Available data below:

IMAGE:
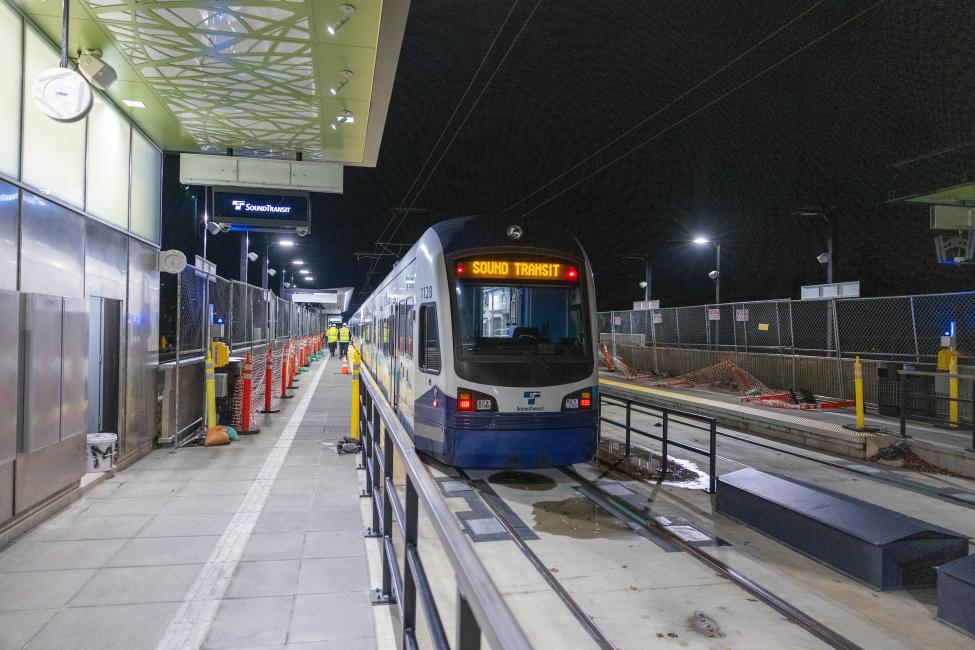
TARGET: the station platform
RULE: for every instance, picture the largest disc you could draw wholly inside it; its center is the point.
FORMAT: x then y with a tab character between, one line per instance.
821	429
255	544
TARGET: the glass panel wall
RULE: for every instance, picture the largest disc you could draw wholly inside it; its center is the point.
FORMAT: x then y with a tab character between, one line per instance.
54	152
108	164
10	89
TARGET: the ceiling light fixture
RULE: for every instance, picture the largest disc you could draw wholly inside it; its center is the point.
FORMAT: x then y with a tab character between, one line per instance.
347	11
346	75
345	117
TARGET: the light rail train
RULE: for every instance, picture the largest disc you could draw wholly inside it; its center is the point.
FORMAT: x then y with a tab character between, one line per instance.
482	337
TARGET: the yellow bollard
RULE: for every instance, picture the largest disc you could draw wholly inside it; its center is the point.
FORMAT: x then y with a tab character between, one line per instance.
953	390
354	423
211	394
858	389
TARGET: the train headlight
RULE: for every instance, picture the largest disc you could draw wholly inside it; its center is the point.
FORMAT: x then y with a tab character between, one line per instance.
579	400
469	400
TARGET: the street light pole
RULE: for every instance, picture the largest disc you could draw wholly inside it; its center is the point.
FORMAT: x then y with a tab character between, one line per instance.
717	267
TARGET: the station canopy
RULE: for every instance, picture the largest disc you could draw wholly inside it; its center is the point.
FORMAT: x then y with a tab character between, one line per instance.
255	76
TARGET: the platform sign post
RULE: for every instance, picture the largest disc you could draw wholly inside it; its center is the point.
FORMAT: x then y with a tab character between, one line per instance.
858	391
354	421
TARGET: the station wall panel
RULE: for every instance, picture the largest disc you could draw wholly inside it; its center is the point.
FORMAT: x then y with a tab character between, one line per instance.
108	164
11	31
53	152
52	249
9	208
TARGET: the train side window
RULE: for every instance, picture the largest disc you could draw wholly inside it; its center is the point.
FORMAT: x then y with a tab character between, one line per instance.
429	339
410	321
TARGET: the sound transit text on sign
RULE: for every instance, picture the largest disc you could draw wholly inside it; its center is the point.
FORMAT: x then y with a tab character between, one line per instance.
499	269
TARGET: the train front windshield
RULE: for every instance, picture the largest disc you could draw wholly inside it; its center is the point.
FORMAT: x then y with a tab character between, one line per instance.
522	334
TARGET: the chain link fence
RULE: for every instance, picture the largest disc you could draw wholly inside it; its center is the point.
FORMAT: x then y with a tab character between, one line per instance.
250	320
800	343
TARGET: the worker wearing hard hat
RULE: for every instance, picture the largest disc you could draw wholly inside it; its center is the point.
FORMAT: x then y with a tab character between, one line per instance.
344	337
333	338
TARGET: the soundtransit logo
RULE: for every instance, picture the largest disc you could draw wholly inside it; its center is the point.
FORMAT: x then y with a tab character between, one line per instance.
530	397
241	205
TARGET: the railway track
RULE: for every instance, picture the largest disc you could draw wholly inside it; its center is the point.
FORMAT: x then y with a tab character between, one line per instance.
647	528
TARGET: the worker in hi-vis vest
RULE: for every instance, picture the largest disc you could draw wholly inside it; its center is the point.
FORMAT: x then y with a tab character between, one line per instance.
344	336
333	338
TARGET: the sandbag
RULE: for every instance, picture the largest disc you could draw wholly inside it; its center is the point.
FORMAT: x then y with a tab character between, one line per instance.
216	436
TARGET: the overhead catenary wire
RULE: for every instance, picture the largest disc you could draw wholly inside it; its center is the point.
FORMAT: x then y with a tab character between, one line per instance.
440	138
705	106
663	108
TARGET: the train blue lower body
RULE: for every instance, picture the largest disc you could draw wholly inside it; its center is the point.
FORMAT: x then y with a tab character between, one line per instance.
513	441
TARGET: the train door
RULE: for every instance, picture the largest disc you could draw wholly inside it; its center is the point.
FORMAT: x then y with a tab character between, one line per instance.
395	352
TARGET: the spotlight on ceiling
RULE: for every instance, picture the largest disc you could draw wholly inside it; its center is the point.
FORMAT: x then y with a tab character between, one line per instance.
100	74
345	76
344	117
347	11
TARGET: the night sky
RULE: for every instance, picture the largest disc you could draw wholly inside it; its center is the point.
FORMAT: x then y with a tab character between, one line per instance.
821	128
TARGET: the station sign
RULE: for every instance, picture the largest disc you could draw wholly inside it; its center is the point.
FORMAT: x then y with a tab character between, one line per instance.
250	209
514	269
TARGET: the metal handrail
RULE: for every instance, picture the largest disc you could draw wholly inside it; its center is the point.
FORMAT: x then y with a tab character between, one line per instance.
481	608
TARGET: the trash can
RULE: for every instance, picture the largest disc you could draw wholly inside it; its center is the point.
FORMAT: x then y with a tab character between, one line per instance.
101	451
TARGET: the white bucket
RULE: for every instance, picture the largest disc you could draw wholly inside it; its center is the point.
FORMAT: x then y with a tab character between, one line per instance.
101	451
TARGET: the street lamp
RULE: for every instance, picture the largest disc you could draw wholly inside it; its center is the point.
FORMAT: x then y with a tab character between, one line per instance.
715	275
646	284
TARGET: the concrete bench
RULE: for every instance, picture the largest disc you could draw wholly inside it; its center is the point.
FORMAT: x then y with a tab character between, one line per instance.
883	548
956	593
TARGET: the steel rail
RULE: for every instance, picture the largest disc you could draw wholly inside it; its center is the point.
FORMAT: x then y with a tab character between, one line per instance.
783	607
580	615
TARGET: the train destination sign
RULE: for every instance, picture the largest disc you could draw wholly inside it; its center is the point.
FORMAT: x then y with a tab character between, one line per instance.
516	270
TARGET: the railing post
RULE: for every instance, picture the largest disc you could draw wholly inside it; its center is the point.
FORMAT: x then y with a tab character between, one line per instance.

End of Available data.

Requirement: Omit each image and transcribe the remaining records word for word.

Task solution:
IMAGE:
TARGET: the station platform
RULE: for every instance, picture the largest disc you could draw wholly inside it; its center is the point.
FORMAT: x then y with a tab character between, one line per instance.
821	429
255	544
TARGET: the glass panel wall
RULE: for every instance, picture the largest disc you could draw wholly inside it; its center is the point.
FORMAT: x then y with a tab character between, one line per instance.
54	152
108	164
10	89
TARGET: the ceiling light fixture
RULE: for every instance, picture the largest disc you could draw wholly inside it; its center is the point.
FORMAT: x then y with a tab character between, one line per instance.
347	11
346	75
345	117
TARGET: the light rail train
RULE: for every instance, picture the largest disc you could draw wholly inside it; its center is the point.
FORMAT: x then y with a tab character between, one line per instance.
482	337
TARGET: the yellow bollard
RULE: for every instance, picture the largest disc you could draw wholly inside it; its center is the point.
FORMAT: x then y with a tab character between, one line per instance.
953	390
354	423
211	394
858	389
TARGET: the train headlight
RULE: for every instance, picture the largest disc you could draw wholly inside it; its center is the point.
FORMAT: x then y with a tab character between, one line per instance.
579	400
469	400
TARGET: the street light pole
RULE: for every instance, picture the largest disc you could draw wholly inside it; its center is the point.
FORMAT: x then y with a tab character between, one line per instance.
717	267
TARGET: the station canopy
RULE: for every instance, picture the largest disc you could draw wholly inside it; its center is the point.
FORMAT: x then y with a tab character between, one line per instance.
255	76
TARGET: the platform sign post
RULE: for every instance, picture the largest disc you could draw wholly inside it; its center is the point.
FORMAT: x then y with a tab character between, one line per instance.
858	391
354	421
TARGET: the station wall panel
RULE: for every instance, picture the largest disc you could draw wholly inside it; its center is the point.
FORMAT: x then y with a tab character between, one line per instance.
108	164
11	31
53	152
52	249
9	208
TARGET: the train side window
RULE: for every instance, picture the largest disc you could draw wholly inside it; its center is the point.
FORMAT: x then y with a tab character between, one line per instance.
429	339
410	321
TARGET: the sound transit text on sign
RULE: for every instance, picture the largest disc you could draw wholly inside it; its center is the point.
FORMAT: x then y with a tab character between, one line per instance.
499	269
TARGET: the train front windshield
RULE: for every instance, picture the largest disc you could draw wholly inside it; its center is the point.
FORMAT: x then y with a tab character between, one line per instance.
522	334
TARGET: the chain link fence
RULE: for every instance, picture the largest disc you could draw wholly inside it; its center is the point.
FORMAT: x then y with a tab character between, one line per instance.
250	320
800	343
TARGET: the worker wearing hard hat
RULE: for every instance, picture the largest disc you could draw wholly inside it; its center is the point.
FORMAT: x then y with a tab character between, one line per instance.
344	337
333	338
TARGET: the soundtransit logo
RULE: for every instance, picture the largest disc you could draw wholly inside it; its center is the point.
FORMAT: x then y with a tab character between, one line per instance.
530	397
241	205
TARGET: the railway track
RULE: for every instance, picture the largest disc you could draw wholly inside it; its center is the point.
FORMAT: x then y with a tab character between, one line per instance.
647	528
TARGET: the worker in hi-vis vest
RULE: for every instance, picture the largest disc you could draw wholly inside it; its center is the point.
FORMAT: x then y with a tab character between, one line per instance.
344	336
333	338
TARGET: the sandbag
RULE: for every instance, picture the largest disc you could draw wholly inside it; its center is the point.
FORMAT: x then y with a tab character between, one line per instance.
216	436
TARGET: the overhead catenary wire
RULE: for every instance, picture the largest disc you could draw wholly inside it; its center is the point.
FORMAT: x then y with a tab character between, one line per instance.
440	138
705	106
663	108
TARGET: the train blue lower body
RULE: for every instance, picture the largest disc you could draw wholly inside it; its center is the point.
FORMAT: x then y with a tab character between, one line per instance.
513	441
TARGET: the train door
RULE: for every instance, picture the largest disc you could draw wholly inside it; its center is the point.
FORMAT: x then y with a tab character between, one line per instance.
395	352
TARGET: the spotlight on ceiling
RULE: for every instance, picture the largest disc you could draw wholly inside it; its center is the point.
FORMAT: x then y with a tab character between, one line per instance.
100	74
345	76
344	117
347	11
TARGET: the night sky
RULE: for every instance, picture the largest disc you could draw wholly inside it; its center is the point.
FORMAT: x then y with a tab character between, one line per instance.
821	128
TARGET: the station sign
RULE: for every instance, picture the largest disc you could draw wholly inside it; its center is the point.
FORMAT: x then y with a tab character between, one line per instance.
250	209
514	269
TARGET: the metal handrail
RULE: for every instance, picture the largest disc you could draw wholly inside it; its center is the point.
FORMAT: x then y with a tab character between, one line per instance.
481	608
TARGET: the trash can
RULE: for every instance, picture the largest disc you could draw wholly inside it; its center is the point.
FORMAT: x then y with a tab character between, one line per instance.
101	451
TARGET: the white bucket
RULE: for every instance, picture the largest disc you could draw wholly inside it; its center is the point.
FORMAT: x then y with a tab character between, one line per instance.
101	451
TARGET: the street lamp
RULE: for every instance, picture the largest disc you could draw wholly inside it; its center is the point.
FORMAT: x then y with a tab character between, one line per instance.
715	275
646	284
TARGET: the concrete bench
RULE: for every instance, picture the largest disc you could draw wholly inside it; its center is the point.
FORMAT: x then y with a tab character between, one line per instance.
883	548
956	593
TARGET: the steel rail
RULE: for every instance, picture the largest disc you could draw wholly inside it; its center is the point.
FORMAT: x then y with a tab character between, one line per instance.
783	607
580	615
TARGET: the train destination sign
RULE: for every instance, picture the largest disc you could draw wholly inside it; its center is the point.
FORMAT: x then y with a tab character between, one line per instance.
516	270
TARGET: the railing post
RULE: for every instance, picture the largest disc you could draw wholly inside it; its center is the point.
FORMAT: x then y with a tab character between, one line per instance.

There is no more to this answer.